**Task to complete:** Filter the entries down to the lines containing "reading", and copy those lines.
(Beginning of Information shown)
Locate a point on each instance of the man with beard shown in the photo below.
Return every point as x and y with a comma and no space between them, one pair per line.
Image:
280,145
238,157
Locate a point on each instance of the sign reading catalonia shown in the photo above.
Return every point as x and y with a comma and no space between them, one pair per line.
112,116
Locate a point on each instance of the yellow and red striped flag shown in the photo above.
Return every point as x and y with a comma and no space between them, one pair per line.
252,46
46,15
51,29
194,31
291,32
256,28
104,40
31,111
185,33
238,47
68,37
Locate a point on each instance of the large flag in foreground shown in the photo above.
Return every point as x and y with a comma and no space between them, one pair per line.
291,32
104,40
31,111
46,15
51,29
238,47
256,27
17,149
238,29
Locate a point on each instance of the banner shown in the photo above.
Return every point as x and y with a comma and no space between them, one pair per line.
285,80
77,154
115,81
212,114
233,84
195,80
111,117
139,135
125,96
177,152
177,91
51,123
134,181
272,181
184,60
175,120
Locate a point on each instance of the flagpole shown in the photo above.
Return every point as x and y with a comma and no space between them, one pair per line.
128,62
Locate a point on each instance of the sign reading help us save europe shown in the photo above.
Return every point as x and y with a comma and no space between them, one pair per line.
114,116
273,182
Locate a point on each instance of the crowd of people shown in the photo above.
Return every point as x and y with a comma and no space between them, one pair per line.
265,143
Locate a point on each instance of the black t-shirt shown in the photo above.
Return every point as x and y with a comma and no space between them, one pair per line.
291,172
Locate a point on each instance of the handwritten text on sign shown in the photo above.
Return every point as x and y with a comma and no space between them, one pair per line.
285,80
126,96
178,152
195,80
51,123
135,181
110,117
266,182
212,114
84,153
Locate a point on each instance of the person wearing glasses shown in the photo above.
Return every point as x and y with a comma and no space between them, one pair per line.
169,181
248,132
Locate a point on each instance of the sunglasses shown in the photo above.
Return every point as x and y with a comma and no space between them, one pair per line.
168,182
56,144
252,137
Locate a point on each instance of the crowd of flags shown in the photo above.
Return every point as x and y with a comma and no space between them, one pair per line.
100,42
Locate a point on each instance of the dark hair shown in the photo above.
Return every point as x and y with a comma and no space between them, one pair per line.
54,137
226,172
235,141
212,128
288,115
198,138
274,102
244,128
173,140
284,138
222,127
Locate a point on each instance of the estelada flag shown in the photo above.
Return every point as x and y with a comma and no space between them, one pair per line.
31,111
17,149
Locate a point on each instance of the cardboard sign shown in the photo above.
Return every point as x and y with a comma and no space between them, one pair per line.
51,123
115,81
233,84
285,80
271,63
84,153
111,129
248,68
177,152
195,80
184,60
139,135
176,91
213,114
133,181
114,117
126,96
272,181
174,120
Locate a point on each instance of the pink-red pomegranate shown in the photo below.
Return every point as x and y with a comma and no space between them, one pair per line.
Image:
(End of Information shown)
**Response below:**
Locate a point on each instance of the sign reading catalonia shown in the photo above.
Locate a point on each instance of the sign reading help us save europe shown in the photo above.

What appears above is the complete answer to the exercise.